* [EXERCISE DIRECTIONS]
Your task is to repeat the entries exactly. Leave the pictures out.

* [RECORDS SHOWN]
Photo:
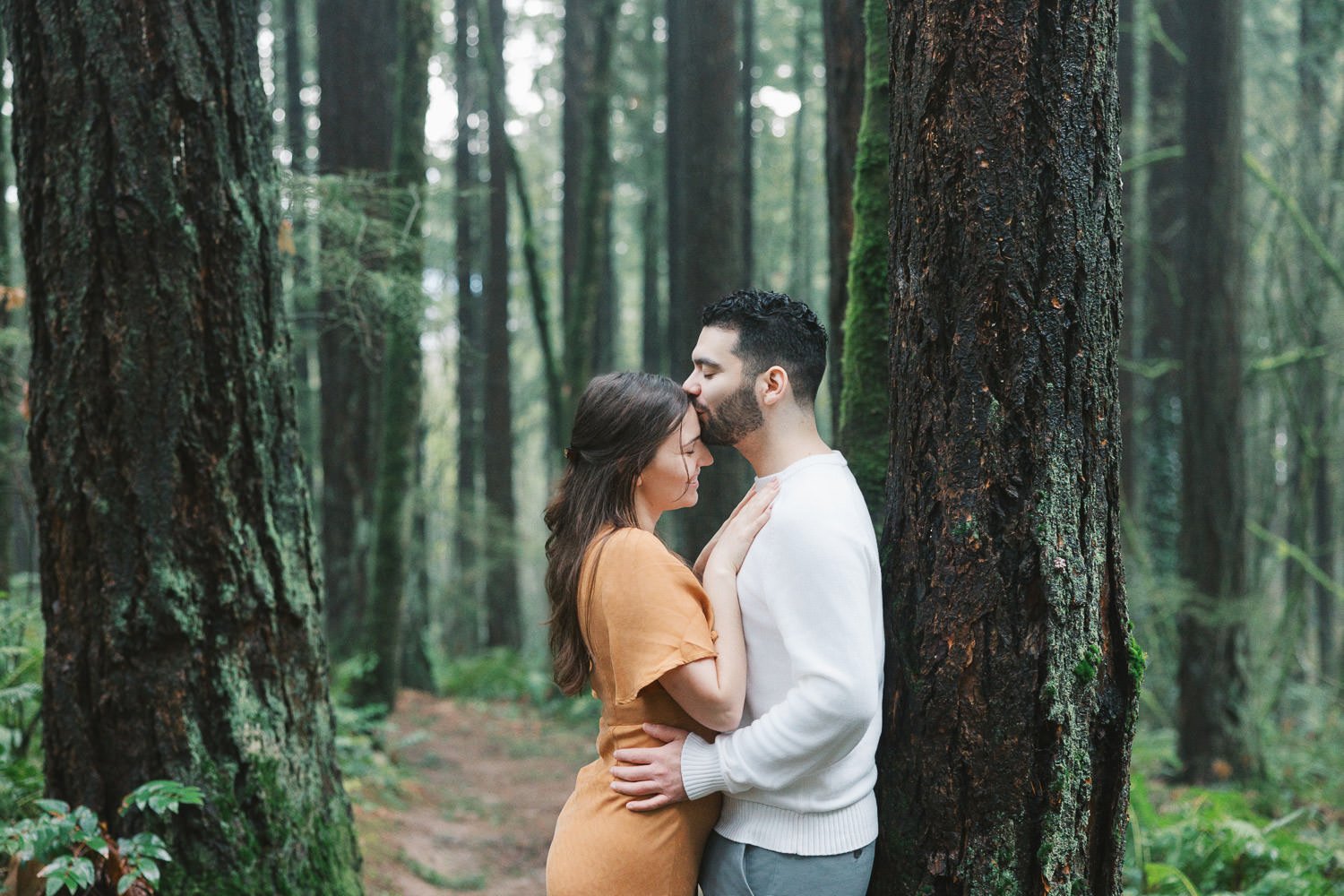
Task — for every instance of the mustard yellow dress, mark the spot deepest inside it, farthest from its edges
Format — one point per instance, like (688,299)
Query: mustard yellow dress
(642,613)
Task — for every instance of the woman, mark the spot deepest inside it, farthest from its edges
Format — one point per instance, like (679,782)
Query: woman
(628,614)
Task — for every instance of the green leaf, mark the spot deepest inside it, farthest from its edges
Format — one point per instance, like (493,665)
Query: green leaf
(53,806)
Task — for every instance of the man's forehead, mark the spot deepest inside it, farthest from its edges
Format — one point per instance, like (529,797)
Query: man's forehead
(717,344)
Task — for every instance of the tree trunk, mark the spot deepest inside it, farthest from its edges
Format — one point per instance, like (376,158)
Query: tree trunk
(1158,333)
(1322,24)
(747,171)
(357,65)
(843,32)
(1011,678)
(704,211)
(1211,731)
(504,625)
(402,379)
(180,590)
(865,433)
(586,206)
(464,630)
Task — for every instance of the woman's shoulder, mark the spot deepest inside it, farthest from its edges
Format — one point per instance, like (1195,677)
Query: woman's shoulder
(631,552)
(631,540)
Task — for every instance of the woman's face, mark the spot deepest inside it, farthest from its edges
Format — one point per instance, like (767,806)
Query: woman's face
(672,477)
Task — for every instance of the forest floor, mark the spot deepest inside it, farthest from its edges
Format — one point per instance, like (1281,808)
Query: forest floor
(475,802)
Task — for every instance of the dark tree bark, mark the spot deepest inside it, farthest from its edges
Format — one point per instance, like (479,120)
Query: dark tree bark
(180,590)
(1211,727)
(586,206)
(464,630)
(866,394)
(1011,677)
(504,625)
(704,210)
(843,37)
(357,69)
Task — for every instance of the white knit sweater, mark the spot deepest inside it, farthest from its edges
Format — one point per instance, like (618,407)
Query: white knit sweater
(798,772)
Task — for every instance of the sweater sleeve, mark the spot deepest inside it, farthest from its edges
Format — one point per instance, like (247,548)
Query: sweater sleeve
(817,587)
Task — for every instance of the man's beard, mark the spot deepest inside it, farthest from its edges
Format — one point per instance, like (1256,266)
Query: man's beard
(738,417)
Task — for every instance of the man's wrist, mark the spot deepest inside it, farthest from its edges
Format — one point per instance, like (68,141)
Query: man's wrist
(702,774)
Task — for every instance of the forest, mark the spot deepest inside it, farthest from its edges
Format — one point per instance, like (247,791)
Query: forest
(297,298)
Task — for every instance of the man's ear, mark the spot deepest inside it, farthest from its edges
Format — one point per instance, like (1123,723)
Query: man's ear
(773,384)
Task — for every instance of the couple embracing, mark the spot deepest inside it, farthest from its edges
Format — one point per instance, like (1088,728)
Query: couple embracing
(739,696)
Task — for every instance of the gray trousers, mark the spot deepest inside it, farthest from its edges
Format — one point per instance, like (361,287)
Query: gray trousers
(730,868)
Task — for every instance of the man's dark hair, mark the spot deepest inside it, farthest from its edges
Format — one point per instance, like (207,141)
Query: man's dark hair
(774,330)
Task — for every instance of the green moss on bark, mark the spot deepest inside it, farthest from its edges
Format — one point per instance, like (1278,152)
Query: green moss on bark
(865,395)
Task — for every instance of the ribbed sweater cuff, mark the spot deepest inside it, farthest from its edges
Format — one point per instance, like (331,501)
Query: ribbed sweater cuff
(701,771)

* [FULL ANSWER]
Photo:
Task — for every instance of the mustard yellow dress, mark the spot deepest inside it, farthest from its edges
Format — one point per instance, like (688,299)
Query: mustard yellow dress
(642,613)
Task — for every instance of the woman, mark the spot deepest inside it, farthest from its edges
Format — one point per instance, like (679,782)
Query: woman
(628,614)
Task — for every instance of the green leaf, mark the spot deepest inside it, farthest from its edges
Format — one point per instance, like (493,665)
Query: green leaf
(53,806)
Task — for every instance of the man's forehead, mark the spot deepest inside it, farthest from its edges
Format — one point per instance, like (529,797)
Query: man's forehead
(717,344)
Task — for every instance of the tree trunk, mark the spot deepest inside it, farthest from its edges
Format — one point per instance, like (376,158)
Query: tree trunk
(1158,333)
(1322,24)
(747,171)
(357,65)
(843,32)
(1011,678)
(704,211)
(1211,731)
(504,625)
(402,379)
(180,590)
(865,433)
(586,206)
(464,630)
Task — for every instance of the woman's shoulder, mark the spot deepest inside it, farthest from its edges
Format — one point per instance, like (1195,677)
Query: woman's shoulder
(631,552)
(631,540)
Task — for every instance of the woman's face, mark the spot deepest inside it, farthest from its edges
Format — one point per instance, like (767,806)
Query: woman's face
(672,477)
Task — for every instance of the forest floor, mark the spot deepest inside it, farthest from its edges
Format — one point per instance, like (1281,808)
Query: forest floor
(475,802)
Task — for every instance of the dark tree bark, mark the spot deepest inside it, farthest from its edges
Format — one point per instance, like (479,120)
Query: dark tree bark
(180,590)
(1211,727)
(586,206)
(464,630)
(866,394)
(1011,677)
(504,625)
(704,210)
(843,37)
(357,69)
Task — for every instance of the white knit sweater, mark the spot deepest inside it, farthest from its edges
Format — one point per instance, like (618,407)
Query: white knit sweater
(798,772)
Task — for every instance of the sweater sleeve, mark the spot deepest inside it, farthest from its edges
Format — one point per instance, like (247,548)
Query: sweater sleeve
(817,587)
Task — for every instance of the man's beard, mark the spot deepest inside it, farthest from its edges
Format — one point per instance, like (1256,266)
Query: man's beard
(738,417)
Task — for every instance of the man's wrist, mark the spot deepest inside it, farthest from its edges
Format — one point per instance, like (68,141)
Query: man's wrist
(702,774)
Task — for every instance of the forest, mark the spot deepest inside it, farthest from its edges
Format — one point per instance, like (247,791)
Query: forest
(297,298)
Task — for every instance of the man's ear, mark the spot deepest inside it, farthest from its edges
Format — one point per instance, like (1123,723)
Query: man's ear
(773,384)
Task — for every instance of the couple embracing, mark the spot deepest inside it, farthest from its edges
Format — one point per instance, like (1088,728)
Query: couple embracing
(739,696)
Task — for every instance of the gray trousers, mark the spot deepest inside it, farthest from its edges
Format — one point per instance, like (361,287)
Query: gray trousers
(730,868)
Task — for every instance of the man's dark hair, mark the spot deepest inside it, farthest from its edges
Format — one point per instance, like (207,141)
Query: man's dark hair
(774,330)
Task — for every instance of the green moss on bark, mark the spot deepest inside it, farthest from its edges
Format — one point per instance, like (1278,152)
Query: green moss on bark
(865,395)
Task — for every instance of the ribbed sweater cuff, mark the spot deepest inside it, farthest from its edges
Format — one point per instance, like (331,501)
Query: ribbed sweater cuff
(701,771)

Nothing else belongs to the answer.